**TASK DATA**.
↓↓↓

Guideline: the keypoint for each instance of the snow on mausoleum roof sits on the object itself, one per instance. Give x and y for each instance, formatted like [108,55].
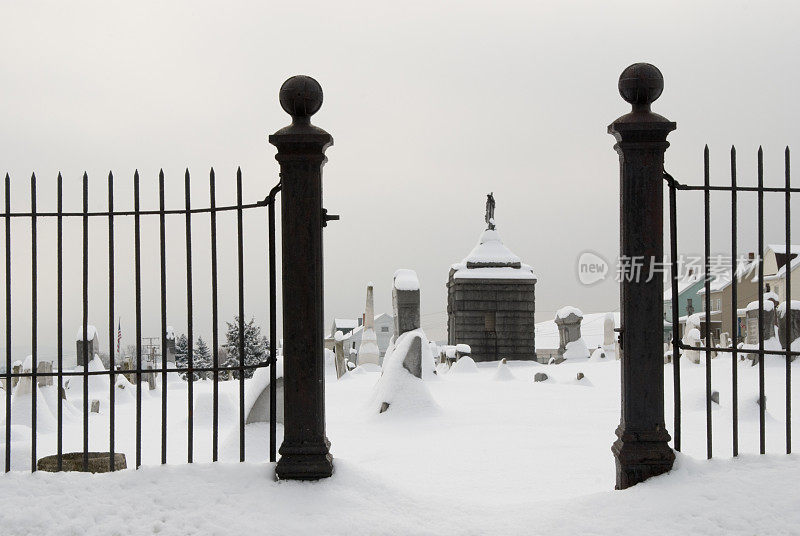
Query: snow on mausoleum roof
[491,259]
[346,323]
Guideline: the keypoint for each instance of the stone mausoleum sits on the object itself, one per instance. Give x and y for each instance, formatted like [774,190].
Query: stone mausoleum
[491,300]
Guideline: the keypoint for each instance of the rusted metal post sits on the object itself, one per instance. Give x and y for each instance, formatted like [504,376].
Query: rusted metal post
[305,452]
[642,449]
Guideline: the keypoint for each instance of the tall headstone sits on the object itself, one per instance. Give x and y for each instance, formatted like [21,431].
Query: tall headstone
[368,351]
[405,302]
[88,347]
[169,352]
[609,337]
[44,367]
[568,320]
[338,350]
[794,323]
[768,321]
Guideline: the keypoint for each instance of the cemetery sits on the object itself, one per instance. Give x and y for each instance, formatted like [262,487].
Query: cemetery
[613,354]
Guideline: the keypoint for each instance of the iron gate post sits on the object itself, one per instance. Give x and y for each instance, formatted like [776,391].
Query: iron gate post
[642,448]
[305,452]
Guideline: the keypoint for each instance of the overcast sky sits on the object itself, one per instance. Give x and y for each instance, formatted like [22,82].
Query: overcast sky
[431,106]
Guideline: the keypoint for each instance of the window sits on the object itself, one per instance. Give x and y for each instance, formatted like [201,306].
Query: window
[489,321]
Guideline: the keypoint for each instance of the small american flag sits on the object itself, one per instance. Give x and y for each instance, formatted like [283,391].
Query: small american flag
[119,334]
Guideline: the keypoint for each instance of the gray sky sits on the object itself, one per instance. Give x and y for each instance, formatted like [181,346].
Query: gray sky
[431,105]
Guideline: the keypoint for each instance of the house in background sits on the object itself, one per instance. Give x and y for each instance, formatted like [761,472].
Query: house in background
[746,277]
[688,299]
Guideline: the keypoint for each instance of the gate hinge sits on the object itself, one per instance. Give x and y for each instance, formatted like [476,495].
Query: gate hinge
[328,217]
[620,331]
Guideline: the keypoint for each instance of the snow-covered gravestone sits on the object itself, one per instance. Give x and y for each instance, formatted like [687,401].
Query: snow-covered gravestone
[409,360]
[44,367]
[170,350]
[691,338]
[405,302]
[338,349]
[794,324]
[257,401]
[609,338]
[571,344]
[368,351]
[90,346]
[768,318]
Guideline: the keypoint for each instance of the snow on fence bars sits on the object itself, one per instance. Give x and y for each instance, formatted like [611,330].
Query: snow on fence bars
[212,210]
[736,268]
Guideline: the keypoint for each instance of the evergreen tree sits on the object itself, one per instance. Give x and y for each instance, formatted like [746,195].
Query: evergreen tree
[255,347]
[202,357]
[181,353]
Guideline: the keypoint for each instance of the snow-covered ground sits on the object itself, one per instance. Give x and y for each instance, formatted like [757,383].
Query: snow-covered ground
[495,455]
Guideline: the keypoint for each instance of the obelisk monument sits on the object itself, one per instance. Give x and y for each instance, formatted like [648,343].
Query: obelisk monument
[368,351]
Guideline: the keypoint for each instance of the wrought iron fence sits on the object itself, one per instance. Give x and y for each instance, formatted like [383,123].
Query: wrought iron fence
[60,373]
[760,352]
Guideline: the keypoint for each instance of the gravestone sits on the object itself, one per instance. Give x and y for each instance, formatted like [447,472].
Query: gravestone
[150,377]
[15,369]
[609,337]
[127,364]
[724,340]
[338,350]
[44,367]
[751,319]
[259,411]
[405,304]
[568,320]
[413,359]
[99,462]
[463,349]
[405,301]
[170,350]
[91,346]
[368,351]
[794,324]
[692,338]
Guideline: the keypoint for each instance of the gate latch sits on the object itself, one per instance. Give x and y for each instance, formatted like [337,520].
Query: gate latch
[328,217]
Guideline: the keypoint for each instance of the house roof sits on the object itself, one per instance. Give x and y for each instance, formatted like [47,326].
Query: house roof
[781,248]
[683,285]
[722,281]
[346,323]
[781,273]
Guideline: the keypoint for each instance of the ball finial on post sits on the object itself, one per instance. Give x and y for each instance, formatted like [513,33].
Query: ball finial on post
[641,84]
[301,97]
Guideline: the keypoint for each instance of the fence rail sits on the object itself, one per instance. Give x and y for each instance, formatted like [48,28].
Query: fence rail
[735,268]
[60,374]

↑↑↑

**TASK BRIEF**. Convert every line of the data above into a JSON list of strings, one string per line, without blank lines. Leave the pictures out.

**SOLUTION TO THIS EXERCISE**.
[
  "Guideline: the keypoint for each instance of the snow on mausoleum roof sits on the object itself, one per instance. Give x and y for each instance, formatted like [108,55].",
  "Query: snow on mausoleum roof",
  "[491,259]",
  "[346,323]",
  "Guideline: the keypoint for each instance of the stone mausoleum sits on the object itself, one per instance. Give x and y for each instance, formatted like [774,190].",
  "Query: stone mausoleum",
  "[491,300]",
  "Guideline: the keypoint for each instance of the rusted metal post sits on the object itself, one per instance. Give x and y for each instance, formatted like [504,376].",
  "Query: rusted metal post",
  "[305,452]",
  "[642,449]",
  "Guideline: the keypoint for each instance of the tall headstone sits on the object itself, one per instance. Give x and y for each instance, formatted like [21,431].",
  "Query: tall headstone",
  "[368,351]",
  "[405,302]",
  "[88,347]",
  "[169,352]",
  "[609,337]",
  "[44,367]",
  "[568,320]",
  "[338,350]",
  "[794,323]",
  "[768,321]",
  "Guideline: the keypoint for each instance of the cemetery sits on the object itself, one per instance. Give x and y for each instance, formatted like [262,487].",
  "Query: cemetery",
  "[613,354]",
  "Guideline: the keypoint for each instance of the iron gate post sits on the object itself, one per instance. Give x and y for each instance, formatted like [776,391].",
  "Query: iron gate post",
  "[642,448]",
  "[305,452]",
  "Guideline: the keypoint for each instance of the overcast sky sits on the object itself, one per instance. Give x and y for each instance, formatted like [22,82].",
  "Query: overcast sky",
  "[431,106]",
  "Guideline: the keypoint for each instance of the window sits on the object itself, one per instance. Give x and y for each instance, formatted like [201,306].",
  "Query: window",
  "[489,321]",
  "Guideline: the keypoint for each instance of the small american flag sits on the object itself, one per instance. Give x and y for each instance, formatted like [283,391].",
  "Query: small american flag",
  "[119,334]",
  "Guideline: the keypoint for each instance of the gray sky sits on the object itself, one per instance. Give x and y for each instance, formatted like [181,346].",
  "Query: gray sky",
  "[431,105]",
  "Guideline: the keypoint for each instance of the house in background sits on the object itself, one per instance. Give x and y for each instance, formatted like [761,472].",
  "Query: house in background",
  "[746,277]",
  "[688,299]",
  "Guideline: the keypoint for each instance of the gate hinge sits on the object itself, one per instance. Give x and y for each instance, formatted like [476,495].",
  "Query: gate hinge",
  "[328,217]",
  "[620,331]",
  "Guideline: the keypoint for each instance of the snow-covered gravestone sits on the object itself, one per instance. Give x and y for each instance, formatted like [687,401].",
  "Query: snow-covered gravestone",
  "[409,360]",
  "[44,367]",
  "[170,350]",
  "[691,338]",
  "[405,302]",
  "[338,349]",
  "[794,324]",
  "[257,401]",
  "[609,338]",
  "[571,344]",
  "[368,351]",
  "[90,346]",
  "[768,318]",
  "Guideline: the keypoint for each instance of the snow on fence bars sits on the object itself, one per instance. Give x and y for each instance, formatted like [611,330].",
  "Query: snow on fence bars",
  "[212,210]",
  "[736,268]",
  "Guideline: the keypoint for each instance of the evergreen tree sits on the object itself, one per instance. Give x and y for each instance, formatted like [746,195].",
  "Query: evergreen tree",
  "[255,347]",
  "[202,357]",
  "[181,353]",
  "Guideline: the keypoint for each instance of the snow-covered ground sits on the object itself, one per instance. Give x and y for each instance, formatted like [757,383].",
  "Query: snow-covered ground",
  "[495,455]",
  "Guideline: the keypoint for each instance of the obelisk monument sits on the object itself, one per instance. Give x and y for each instance, formatted like [648,343].",
  "Query: obelisk monument",
  "[368,351]",
  "Guideline: the keypoint for each instance of the wrought iron fence sits on the object itself, one per instance. Give x and y for each instance, formatted like [383,123].",
  "Query: wrought iron fence",
  "[60,373]",
  "[760,352]",
  "Guideline: the keypoint for each instance of the gravestone sits on the object itself, one per instance. Give x and y for each instance, formatted like [447,472].",
  "Query: gravestone",
  "[150,377]",
  "[15,369]",
  "[609,337]",
  "[127,364]",
  "[724,340]",
  "[338,350]",
  "[44,367]",
  "[751,319]",
  "[259,411]",
  "[405,304]",
  "[568,320]",
  "[413,359]",
  "[99,462]",
  "[463,349]",
  "[405,301]",
  "[170,350]",
  "[91,346]",
  "[368,351]",
  "[794,324]",
  "[692,338]",
  "Guideline: the keypoint for each instance of the gate latch sits on the object itself, one per instance. Give x and y for each instance, formatted like [337,520].",
  "Query: gate latch",
  "[328,217]",
  "Guideline: the keypoint for each instance of the house roof sits on the object itself, one per instance. Give x and y for each instance, formatted like [47,326].",
  "Query: house roof",
  "[781,248]",
  "[683,285]",
  "[722,281]",
  "[346,323]",
  "[781,273]",
  "Guideline: the keypoint for each instance of the ball finial on post sits on the object itself, one per instance. Give x and y for each instance, formatted like [513,33].",
  "Query: ball finial on post",
  "[641,84]",
  "[301,97]",
  "Guideline: the keypoint for each instance of the fence rail sits on the object itself, one per instance. Give x and y for each instance, formatted like [48,28].",
  "Query: fence rail",
  "[735,268]",
  "[60,374]"
]